PASSAGE SHOWN:
++++++++
Whenever the Primary Treating Physician (PTP) issues a Request For Authorization (RFA), defendant must jump through a lot of hoops to ensure that Utilization Review (UR) issues a timely denial. Parties often go to hearings on medical treatment issues in response to allegations of an untimely UR determination. If timely, applicant will then look to see if the UR denial was timely served to the PTP via facsimile within 24 hours in hopes of getting medical treatment issues before the WCAB. Applicant will scan all potential timeline issues. For the most part (if not always) the applicant will be successful obtaining the treatment if UR is untimely. Moreover, WCJs are inclined to find timeline shortcoming.
On the other side of the coin, whenever the defense alleges a timeliness issue (Statute of Limitations, Six Month Rule, etc.), it is always an uphill battle.
++++++++
DATASET EXTRACT:
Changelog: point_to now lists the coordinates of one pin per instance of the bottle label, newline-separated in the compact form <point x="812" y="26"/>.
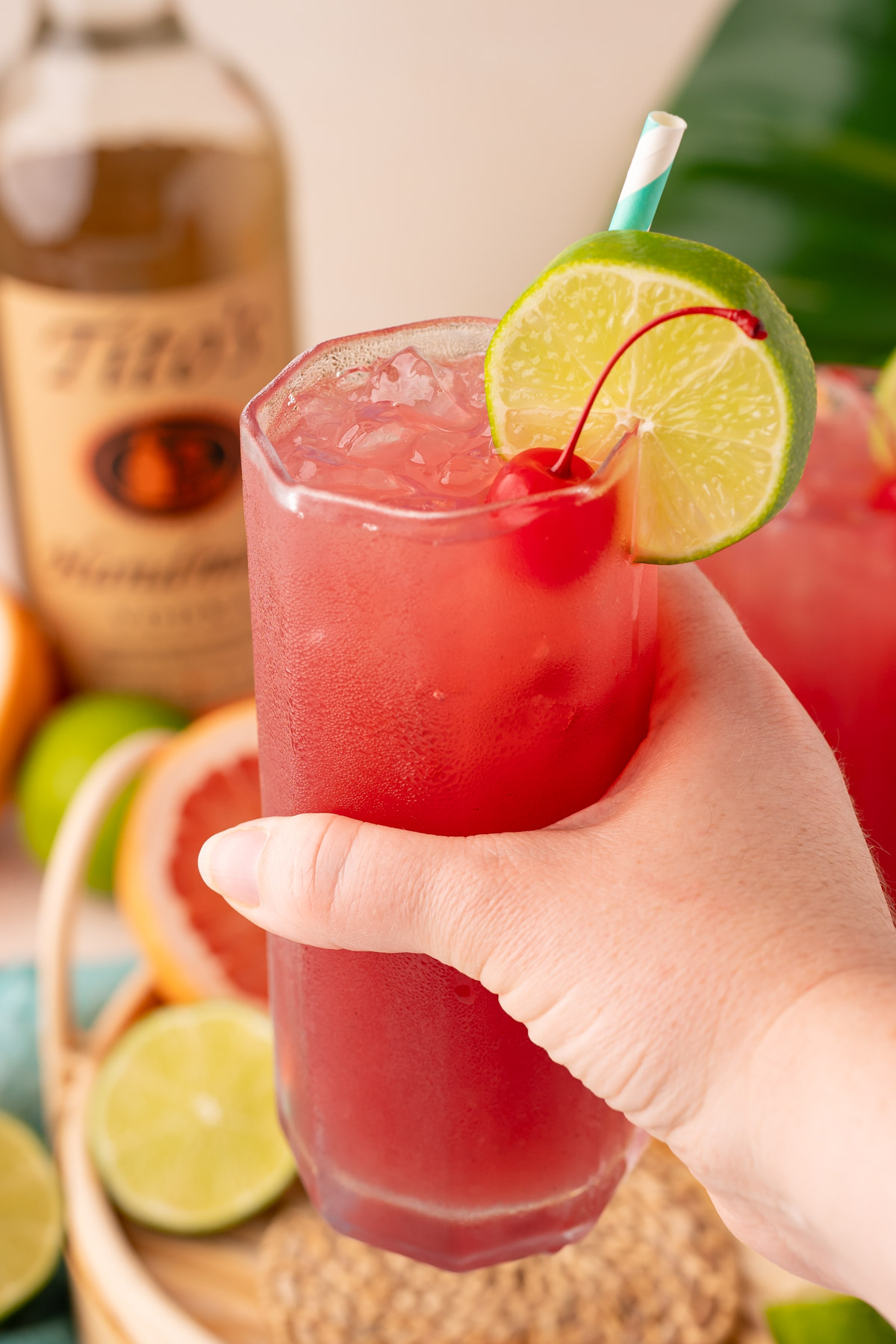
++++++++
TASKS:
1. Return everything from "Whenever the Primary" down to "an uphill battle." in the passage on Utilization Review timeliness.
2. Which terms in the Utilization Review passage are followed by an abbreviation in parentheses? List each one with its abbreviation.
3. Carry on the piece about Utilization Review timeliness from the end of its last sentence.

RESULTS IN ORDER:
1.
Whenever the Primary Treating Physician (PTP) issues a Request For Authorization (RFA), defendant must jump through a lot of hoops to ensure that Utilization Review (UR) issues a timely denial. Parties often go to hearings on medical treatment issues in response to allegations of an untimely UR determination. If timely, applicant will then look to see if the UR denial was timely served to the PTP via facsimile within 24 hours in hopes of getting medical treatment issues before the WCAB. Applicant will scan all potential timeline issues. For the most part (if not always) the applicant will be successful obtaining the treatment if UR is untimely. Moreover, WCJs are inclined to find timeline shortcoming.
On the other side of the coin, whenever the defense alleges a timeliness issue (Statute of Limitations, Six Month Rule, etc.), it is always an uphill battle.

2.
Primary Treating Physician (PTP)
Request For Authorization (RFA)
Utilization Review (UR)

3.
Finally some good news for the defense: Avila v. University of California Irvine Medical Center, 2015 Cal. Wrk. Comp. P.D. LEXIS (significant panel decision). The WCAB affirmed denial of applicant’s appeal for medical treatment due to untimely filing of her application for independent medical review (IMR) by one day. Per Labor Code § 4610.5(h)(1), an IMR application must be received by the Administrative Director within 30 days after service of the UR determination on the employee (LC 4610.5). This is extended 5 days for mailing [Code of Civil Procedure § 1013(a)].
In Avila, the applicant’s IMR application needed to be submitted and received by the Administrative Director on 1/28/2014, but it was submitted on 1/29/2014. Per 8 Cal. Code Reg. § 9792.10.1(b)(2), an IMR application must be received within the 30-day period: not merely served within that timeframe.
A concurring opinion underscored that the same mandatory time limitations should apply equally on parties involved in the UR/IMR process. Commissioner opined that prompt delivery of appropriate treatment is undermined if the timeframes in Labor Code § 4610.6 are not construed equally. Moreover, noted the WCAB, this promotes fairness (a rarity in the arena of Workers’ Compensation).
The takeaway? Closely monitor when applicant files the IMR application. Be sure to object if it is untimely and file for hearing.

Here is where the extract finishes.